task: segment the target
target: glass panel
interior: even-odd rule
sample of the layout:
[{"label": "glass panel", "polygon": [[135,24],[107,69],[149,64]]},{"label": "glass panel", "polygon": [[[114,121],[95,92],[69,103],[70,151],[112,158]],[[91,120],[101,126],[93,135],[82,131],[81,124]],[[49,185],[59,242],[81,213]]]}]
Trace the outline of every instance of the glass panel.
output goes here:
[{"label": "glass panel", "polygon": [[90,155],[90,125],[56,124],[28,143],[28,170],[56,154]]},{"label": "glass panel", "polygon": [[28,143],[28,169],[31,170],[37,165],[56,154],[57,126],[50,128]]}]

_ _ _ _ _

• [EXERCISE PROMPT]
Rewrite all the records in full, requests included, shifting each coordinate in the answer polygons by adding 94 to it. Leave the numbers in the requests and layout samples unchanged.

• [WORKED ANSWER]
task: segment the target
target: glass panel
interior: even-odd rule
sample of the layout:
[{"label": "glass panel", "polygon": [[135,24],[107,69],[149,64]]},{"label": "glass panel", "polygon": [[[114,121],[95,92],[69,103],[70,151],[112,158]],[[91,120],[101,126],[93,135],[82,131],[81,124]],[[49,185],[59,242],[81,213]]]}]
Trace the outline of every instance of the glass panel.
output goes here:
[{"label": "glass panel", "polygon": [[184,249],[184,219],[150,218],[122,237],[122,264],[150,248]]},{"label": "glass panel", "polygon": [[122,237],[122,263],[125,264],[131,259],[150,248],[151,220],[144,222]]}]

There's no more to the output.